For each line of the listing below that contains the string "wall", copy the line.
*** Begin section ***
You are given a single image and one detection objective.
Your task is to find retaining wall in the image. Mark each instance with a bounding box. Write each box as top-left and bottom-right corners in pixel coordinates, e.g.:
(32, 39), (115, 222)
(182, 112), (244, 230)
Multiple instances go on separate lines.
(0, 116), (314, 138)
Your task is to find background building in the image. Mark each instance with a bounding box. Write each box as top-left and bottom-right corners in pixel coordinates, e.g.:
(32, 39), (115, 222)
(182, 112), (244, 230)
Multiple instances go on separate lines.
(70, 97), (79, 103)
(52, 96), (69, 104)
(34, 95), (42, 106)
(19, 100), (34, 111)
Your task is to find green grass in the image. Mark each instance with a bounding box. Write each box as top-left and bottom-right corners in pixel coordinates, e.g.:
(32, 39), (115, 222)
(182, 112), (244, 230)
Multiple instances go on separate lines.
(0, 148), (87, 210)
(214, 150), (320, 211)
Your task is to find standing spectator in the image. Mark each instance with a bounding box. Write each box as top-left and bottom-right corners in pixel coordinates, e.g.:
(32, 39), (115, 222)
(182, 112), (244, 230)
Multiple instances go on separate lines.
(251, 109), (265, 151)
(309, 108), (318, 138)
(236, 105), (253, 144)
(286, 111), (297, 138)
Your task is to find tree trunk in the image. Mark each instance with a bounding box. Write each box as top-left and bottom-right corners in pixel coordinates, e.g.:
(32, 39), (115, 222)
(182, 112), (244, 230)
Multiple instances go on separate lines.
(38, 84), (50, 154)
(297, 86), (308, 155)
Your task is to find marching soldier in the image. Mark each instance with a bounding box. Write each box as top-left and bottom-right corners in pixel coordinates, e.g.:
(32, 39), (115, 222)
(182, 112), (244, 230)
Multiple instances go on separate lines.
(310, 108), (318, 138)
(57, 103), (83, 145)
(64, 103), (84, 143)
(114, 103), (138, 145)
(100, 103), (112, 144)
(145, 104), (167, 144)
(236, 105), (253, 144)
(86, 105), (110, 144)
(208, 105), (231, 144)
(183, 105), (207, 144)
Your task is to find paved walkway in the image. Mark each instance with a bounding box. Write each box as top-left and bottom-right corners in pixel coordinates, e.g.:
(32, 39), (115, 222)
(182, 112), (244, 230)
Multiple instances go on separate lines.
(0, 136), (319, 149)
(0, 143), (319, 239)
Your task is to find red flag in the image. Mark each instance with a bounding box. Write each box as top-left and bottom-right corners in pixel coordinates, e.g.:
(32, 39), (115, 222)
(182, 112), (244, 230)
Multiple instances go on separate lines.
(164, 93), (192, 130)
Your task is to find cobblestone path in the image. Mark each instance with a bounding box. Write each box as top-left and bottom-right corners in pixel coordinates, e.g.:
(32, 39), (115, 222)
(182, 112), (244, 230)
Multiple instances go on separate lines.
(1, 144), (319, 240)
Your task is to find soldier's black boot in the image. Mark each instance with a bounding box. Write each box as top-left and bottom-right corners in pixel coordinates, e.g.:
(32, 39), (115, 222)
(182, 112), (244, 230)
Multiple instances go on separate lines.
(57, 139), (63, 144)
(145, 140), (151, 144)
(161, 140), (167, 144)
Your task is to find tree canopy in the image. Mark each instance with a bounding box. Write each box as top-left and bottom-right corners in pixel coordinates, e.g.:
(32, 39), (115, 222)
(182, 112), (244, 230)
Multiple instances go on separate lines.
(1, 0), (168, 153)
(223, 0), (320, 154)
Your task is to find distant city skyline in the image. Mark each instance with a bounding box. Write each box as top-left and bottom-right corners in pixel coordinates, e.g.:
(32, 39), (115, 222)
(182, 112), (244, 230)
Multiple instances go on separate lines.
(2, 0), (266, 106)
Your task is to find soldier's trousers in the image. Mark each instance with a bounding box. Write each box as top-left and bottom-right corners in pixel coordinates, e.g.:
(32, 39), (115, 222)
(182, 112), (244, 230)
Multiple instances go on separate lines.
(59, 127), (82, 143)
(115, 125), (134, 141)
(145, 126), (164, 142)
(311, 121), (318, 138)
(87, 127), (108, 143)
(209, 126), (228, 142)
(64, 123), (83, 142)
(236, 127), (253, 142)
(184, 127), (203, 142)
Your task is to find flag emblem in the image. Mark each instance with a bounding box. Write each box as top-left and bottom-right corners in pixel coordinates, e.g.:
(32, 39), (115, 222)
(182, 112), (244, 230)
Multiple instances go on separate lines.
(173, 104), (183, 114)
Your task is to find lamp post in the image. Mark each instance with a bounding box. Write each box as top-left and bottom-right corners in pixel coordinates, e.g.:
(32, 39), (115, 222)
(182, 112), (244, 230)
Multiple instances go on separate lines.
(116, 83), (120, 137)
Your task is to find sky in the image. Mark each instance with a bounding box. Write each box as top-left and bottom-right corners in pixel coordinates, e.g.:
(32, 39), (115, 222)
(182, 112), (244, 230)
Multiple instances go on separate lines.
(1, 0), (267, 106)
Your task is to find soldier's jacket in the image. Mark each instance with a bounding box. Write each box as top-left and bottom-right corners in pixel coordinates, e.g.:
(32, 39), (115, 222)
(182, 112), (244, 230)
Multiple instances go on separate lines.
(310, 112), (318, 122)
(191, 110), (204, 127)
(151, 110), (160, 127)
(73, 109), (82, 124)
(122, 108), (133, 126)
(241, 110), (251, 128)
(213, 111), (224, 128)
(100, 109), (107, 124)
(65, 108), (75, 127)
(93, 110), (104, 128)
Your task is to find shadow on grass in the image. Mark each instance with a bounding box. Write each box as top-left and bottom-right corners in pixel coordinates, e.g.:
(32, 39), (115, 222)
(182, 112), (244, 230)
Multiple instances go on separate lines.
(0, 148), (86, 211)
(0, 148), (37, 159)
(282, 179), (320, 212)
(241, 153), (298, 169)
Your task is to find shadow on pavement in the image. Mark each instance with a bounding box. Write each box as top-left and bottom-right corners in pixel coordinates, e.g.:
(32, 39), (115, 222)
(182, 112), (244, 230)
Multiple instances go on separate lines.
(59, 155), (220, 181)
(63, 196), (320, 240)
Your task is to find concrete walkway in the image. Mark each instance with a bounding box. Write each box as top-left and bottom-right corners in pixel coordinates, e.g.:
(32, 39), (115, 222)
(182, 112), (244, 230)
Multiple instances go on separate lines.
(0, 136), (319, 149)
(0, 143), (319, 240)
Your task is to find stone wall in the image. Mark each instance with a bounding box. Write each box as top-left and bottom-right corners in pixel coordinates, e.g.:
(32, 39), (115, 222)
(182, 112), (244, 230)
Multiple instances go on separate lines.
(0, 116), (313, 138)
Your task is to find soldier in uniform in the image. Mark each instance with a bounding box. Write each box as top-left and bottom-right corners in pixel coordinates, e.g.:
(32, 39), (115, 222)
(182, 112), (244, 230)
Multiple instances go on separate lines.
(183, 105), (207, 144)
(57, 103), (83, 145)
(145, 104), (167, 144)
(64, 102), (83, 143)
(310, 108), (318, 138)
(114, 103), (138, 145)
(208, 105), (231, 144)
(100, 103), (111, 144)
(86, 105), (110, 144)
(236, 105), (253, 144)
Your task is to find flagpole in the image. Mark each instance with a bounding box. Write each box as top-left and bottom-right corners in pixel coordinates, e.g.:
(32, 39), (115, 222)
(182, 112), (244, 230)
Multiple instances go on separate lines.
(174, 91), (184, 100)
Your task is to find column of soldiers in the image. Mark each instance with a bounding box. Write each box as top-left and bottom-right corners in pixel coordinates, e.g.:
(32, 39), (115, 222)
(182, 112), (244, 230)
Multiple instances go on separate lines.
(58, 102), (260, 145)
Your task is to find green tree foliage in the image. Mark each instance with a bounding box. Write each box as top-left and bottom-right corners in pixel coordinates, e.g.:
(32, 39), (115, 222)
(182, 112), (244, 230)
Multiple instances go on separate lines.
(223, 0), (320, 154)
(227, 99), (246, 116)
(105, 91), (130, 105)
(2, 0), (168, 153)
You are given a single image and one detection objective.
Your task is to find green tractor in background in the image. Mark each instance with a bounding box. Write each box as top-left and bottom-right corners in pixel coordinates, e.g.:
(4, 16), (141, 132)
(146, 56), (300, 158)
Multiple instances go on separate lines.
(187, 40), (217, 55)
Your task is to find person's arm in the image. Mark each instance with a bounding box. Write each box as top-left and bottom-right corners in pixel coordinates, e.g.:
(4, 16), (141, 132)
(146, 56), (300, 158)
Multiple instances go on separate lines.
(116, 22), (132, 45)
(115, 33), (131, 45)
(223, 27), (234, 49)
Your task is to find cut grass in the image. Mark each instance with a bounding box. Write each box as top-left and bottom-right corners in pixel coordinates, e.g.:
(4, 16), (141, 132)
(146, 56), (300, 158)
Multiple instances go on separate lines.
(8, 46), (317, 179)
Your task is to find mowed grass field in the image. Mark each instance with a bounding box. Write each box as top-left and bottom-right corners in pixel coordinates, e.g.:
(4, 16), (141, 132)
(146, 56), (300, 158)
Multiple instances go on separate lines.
*** End section ***
**ANSWER SPACE:**
Your task is to find retaining wall in the image. Mark each instance with a bounding box. Write each box as top-left and bottom-right corners in pixel coordinates, e.g.:
Your task is to find stone wall in the image. Mark each instance with a bounding box. Write each box as top-left and bottom-right corners in pixel coordinates, e.g.:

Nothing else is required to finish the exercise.